● INPUT ROWS:
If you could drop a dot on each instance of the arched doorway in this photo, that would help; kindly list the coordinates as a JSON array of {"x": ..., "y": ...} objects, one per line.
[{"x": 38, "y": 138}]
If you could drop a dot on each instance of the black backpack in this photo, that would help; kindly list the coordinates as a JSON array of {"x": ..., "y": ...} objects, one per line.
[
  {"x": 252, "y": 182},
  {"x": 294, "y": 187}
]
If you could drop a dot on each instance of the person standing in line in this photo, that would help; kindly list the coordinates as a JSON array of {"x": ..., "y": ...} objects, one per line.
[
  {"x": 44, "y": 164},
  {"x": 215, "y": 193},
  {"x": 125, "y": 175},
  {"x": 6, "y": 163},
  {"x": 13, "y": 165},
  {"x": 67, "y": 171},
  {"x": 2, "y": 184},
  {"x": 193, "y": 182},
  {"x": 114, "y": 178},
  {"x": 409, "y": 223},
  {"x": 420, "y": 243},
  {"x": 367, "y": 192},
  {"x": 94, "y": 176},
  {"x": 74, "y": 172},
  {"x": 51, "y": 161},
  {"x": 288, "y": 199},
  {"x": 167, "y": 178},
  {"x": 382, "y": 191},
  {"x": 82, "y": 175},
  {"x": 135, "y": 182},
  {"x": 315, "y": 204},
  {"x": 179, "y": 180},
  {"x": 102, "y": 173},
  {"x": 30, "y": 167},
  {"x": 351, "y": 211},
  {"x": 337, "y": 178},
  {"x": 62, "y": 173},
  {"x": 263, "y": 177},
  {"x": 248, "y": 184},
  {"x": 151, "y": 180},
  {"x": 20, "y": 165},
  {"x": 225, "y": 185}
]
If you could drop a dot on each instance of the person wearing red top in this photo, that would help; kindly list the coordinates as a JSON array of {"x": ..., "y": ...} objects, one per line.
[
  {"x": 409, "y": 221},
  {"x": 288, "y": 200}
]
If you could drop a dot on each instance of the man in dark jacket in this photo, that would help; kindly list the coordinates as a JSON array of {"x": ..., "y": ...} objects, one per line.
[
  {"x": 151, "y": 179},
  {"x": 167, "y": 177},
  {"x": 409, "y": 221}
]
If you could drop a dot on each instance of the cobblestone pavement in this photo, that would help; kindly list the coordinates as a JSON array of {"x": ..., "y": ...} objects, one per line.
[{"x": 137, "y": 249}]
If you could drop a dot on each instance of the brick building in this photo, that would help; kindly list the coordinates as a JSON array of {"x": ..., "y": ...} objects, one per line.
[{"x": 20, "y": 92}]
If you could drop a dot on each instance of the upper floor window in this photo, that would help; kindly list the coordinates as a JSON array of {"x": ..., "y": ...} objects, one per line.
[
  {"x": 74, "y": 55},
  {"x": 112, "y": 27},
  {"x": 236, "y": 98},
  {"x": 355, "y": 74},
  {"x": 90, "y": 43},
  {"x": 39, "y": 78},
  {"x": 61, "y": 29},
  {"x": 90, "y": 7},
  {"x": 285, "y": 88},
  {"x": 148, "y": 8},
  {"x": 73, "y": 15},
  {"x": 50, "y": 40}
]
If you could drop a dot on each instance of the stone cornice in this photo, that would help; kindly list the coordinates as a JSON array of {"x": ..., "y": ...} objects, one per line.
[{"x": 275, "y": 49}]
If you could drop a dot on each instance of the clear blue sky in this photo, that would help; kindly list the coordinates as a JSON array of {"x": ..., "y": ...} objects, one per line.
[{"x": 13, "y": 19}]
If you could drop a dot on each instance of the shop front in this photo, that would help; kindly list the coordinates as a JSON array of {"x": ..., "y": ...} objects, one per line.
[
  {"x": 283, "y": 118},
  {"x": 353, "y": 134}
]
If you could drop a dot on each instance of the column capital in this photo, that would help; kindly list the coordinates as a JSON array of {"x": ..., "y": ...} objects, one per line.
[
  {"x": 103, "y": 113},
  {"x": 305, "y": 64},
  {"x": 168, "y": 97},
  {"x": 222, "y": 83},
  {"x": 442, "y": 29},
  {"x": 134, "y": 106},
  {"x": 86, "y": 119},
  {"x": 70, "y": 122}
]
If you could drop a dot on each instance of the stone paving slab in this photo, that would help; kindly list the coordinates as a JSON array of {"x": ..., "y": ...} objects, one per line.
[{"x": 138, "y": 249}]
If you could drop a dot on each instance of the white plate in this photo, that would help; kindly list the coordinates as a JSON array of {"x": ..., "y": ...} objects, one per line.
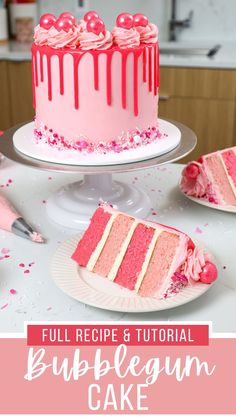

==

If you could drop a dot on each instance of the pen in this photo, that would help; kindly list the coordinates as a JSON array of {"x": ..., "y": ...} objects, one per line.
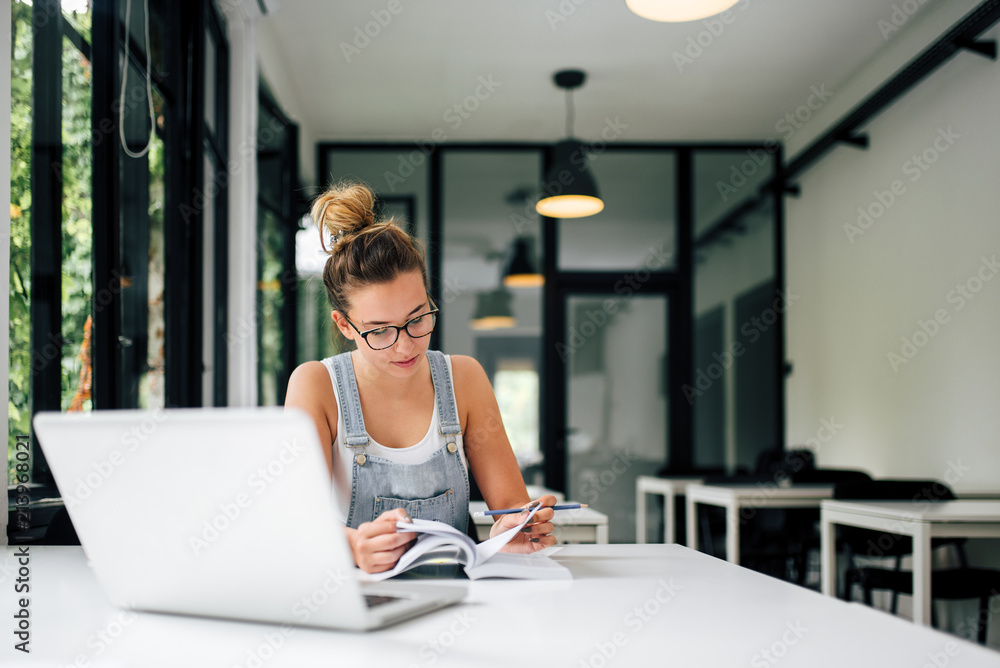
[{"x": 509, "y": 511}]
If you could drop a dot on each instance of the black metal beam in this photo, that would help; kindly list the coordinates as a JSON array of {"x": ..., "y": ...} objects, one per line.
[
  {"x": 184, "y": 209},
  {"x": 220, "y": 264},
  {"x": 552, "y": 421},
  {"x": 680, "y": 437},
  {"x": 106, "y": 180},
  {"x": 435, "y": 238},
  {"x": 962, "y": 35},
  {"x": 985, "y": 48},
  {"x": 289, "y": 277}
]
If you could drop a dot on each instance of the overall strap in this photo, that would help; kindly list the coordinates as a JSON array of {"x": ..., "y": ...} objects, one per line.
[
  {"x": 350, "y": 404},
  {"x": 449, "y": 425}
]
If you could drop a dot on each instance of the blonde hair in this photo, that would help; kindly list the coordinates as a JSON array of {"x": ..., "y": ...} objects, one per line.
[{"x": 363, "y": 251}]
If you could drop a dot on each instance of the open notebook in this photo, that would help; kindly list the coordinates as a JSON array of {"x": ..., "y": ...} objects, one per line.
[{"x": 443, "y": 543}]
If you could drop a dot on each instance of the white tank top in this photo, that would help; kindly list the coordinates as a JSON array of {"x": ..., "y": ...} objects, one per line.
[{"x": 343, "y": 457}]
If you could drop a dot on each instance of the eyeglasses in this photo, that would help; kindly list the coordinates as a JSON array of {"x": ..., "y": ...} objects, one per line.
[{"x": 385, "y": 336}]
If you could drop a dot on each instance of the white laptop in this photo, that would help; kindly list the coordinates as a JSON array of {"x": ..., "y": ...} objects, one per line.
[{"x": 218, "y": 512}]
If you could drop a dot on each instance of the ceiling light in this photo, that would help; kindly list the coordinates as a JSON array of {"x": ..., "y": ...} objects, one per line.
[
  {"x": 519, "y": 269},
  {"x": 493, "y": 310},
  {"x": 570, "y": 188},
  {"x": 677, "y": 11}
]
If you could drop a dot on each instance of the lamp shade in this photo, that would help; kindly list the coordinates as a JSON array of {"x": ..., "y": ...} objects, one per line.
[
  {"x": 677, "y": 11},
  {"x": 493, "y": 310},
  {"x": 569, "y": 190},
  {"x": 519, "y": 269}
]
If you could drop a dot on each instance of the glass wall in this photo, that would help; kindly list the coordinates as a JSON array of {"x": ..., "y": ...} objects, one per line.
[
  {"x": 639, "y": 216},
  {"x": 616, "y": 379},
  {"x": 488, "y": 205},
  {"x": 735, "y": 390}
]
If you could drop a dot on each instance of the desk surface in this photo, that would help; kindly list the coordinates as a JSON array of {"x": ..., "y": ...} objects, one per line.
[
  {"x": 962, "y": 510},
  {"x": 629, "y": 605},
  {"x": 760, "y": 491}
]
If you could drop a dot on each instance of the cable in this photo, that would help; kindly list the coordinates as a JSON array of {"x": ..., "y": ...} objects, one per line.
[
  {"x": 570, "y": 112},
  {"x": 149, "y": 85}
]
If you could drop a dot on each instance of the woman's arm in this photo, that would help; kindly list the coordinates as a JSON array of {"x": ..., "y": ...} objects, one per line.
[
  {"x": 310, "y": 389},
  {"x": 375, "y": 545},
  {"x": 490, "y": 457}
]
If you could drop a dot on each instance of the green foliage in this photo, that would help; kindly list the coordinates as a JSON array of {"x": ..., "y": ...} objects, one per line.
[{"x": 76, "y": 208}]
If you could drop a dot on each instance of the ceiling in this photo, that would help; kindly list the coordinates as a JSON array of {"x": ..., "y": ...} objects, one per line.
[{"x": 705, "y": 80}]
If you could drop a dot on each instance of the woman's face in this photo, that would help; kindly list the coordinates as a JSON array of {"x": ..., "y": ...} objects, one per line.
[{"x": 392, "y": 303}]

● SHORT EXERCISE:
Tally the lines in the data above that contain the string "woman", counting case as significant. Reply with the number only.

● FULL RESPONSE:
2